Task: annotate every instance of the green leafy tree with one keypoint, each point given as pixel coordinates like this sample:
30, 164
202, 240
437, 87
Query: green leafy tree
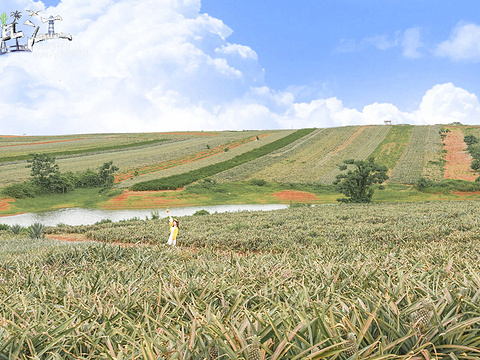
357, 184
45, 172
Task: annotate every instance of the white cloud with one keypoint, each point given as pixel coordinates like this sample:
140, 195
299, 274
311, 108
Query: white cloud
176, 71
463, 44
446, 103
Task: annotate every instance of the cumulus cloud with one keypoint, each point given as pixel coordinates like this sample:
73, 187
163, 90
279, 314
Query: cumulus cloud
162, 65
446, 103
463, 44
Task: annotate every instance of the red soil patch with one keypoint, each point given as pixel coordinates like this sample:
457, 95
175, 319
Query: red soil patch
144, 200
42, 143
297, 196
189, 133
458, 160
5, 204
185, 159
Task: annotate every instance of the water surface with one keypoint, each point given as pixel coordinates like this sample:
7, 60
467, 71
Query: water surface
77, 216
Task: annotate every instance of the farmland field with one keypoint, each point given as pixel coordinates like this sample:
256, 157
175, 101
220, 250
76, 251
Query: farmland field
423, 146
333, 281
410, 152
127, 159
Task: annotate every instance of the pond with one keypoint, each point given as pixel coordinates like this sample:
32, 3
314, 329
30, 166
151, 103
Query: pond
77, 216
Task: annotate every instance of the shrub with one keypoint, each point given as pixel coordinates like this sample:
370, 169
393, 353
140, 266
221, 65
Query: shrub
21, 191
16, 229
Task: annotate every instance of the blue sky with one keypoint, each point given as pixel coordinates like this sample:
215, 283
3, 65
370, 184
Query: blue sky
229, 64
324, 45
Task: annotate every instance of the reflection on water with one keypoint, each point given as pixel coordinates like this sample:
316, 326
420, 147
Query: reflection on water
76, 216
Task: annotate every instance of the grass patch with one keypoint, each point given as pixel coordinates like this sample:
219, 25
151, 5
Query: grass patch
84, 151
83, 198
177, 181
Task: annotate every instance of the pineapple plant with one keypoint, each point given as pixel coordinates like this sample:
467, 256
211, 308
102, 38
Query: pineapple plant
424, 314
255, 352
213, 351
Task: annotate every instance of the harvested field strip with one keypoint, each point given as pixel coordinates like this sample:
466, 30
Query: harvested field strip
302, 165
190, 133
411, 164
272, 165
5, 204
81, 151
177, 181
457, 158
433, 166
359, 147
393, 146
44, 142
185, 159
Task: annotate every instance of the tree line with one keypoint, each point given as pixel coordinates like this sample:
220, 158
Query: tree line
46, 178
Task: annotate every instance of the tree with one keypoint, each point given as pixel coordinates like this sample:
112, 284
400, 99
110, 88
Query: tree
44, 171
357, 184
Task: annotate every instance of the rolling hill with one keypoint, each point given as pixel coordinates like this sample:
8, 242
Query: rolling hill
408, 151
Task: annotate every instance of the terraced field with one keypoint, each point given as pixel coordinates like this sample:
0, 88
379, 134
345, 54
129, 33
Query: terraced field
408, 151
127, 159
422, 148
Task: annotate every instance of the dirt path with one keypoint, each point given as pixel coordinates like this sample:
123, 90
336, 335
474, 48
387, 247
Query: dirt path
457, 158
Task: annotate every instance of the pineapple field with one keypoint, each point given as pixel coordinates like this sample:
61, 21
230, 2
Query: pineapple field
382, 281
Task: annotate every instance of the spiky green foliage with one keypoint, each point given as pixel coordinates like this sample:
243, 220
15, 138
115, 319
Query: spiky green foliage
368, 274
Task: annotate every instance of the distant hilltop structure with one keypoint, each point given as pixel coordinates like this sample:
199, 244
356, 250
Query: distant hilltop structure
10, 33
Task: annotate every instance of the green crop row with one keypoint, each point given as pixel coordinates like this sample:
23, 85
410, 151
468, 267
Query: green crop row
392, 147
356, 282
410, 166
180, 180
85, 151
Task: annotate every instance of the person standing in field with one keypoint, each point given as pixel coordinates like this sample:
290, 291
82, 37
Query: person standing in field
172, 240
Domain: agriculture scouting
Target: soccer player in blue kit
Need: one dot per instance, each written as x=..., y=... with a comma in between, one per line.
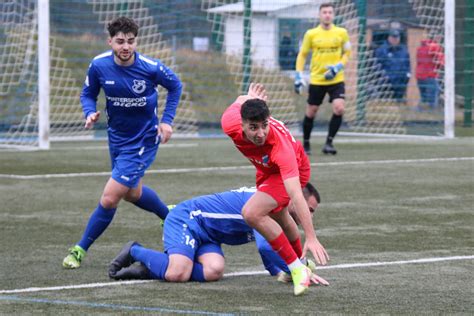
x=129, y=81
x=193, y=233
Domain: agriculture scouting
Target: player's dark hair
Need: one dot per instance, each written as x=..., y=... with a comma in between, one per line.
x=326, y=5
x=122, y=24
x=309, y=190
x=254, y=110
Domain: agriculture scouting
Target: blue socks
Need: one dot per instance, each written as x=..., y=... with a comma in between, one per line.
x=98, y=222
x=150, y=201
x=198, y=273
x=155, y=261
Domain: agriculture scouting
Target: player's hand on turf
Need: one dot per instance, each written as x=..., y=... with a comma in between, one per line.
x=91, y=119
x=165, y=131
x=257, y=91
x=316, y=279
x=318, y=251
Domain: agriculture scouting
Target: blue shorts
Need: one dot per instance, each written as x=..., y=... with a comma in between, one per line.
x=184, y=236
x=129, y=165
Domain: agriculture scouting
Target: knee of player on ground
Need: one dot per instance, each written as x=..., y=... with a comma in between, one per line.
x=179, y=268
x=213, y=266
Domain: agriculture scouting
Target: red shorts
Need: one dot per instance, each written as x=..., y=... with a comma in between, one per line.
x=273, y=185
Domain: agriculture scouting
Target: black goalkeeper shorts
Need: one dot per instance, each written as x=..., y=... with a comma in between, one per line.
x=318, y=92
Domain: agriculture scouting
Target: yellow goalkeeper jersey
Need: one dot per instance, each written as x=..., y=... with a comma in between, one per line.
x=329, y=47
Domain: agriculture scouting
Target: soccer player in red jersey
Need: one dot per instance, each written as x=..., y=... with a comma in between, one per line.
x=282, y=170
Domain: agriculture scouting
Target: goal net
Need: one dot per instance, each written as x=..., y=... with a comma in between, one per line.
x=385, y=94
x=218, y=47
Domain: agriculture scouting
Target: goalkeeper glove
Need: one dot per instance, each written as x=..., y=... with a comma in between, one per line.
x=332, y=71
x=299, y=83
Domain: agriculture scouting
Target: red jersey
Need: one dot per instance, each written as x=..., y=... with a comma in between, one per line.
x=281, y=153
x=430, y=58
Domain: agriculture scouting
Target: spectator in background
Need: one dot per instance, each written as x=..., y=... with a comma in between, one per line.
x=395, y=61
x=429, y=59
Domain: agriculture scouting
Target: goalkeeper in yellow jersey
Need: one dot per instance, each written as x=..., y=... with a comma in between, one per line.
x=330, y=49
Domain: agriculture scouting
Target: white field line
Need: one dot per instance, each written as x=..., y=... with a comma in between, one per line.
x=231, y=168
x=243, y=273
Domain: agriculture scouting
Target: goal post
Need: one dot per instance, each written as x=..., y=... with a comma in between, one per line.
x=450, y=67
x=43, y=74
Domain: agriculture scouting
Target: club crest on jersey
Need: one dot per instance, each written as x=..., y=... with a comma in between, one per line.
x=139, y=86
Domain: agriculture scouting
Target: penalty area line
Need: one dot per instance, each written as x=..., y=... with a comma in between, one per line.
x=233, y=168
x=245, y=273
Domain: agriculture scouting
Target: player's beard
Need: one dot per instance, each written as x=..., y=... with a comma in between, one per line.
x=122, y=59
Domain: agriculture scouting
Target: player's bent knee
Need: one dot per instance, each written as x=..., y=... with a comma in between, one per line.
x=109, y=202
x=177, y=275
x=249, y=217
x=132, y=196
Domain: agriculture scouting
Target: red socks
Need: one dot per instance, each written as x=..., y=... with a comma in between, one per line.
x=296, y=244
x=284, y=249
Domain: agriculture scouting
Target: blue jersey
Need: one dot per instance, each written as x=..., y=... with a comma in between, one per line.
x=216, y=219
x=131, y=97
x=220, y=216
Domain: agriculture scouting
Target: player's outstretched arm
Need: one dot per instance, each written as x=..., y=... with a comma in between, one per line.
x=312, y=244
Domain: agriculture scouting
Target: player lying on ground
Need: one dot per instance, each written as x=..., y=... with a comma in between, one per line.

────

Task objective
Looking at the entries above, how many lines contain "player"? State the number and nothing more.

Your response
9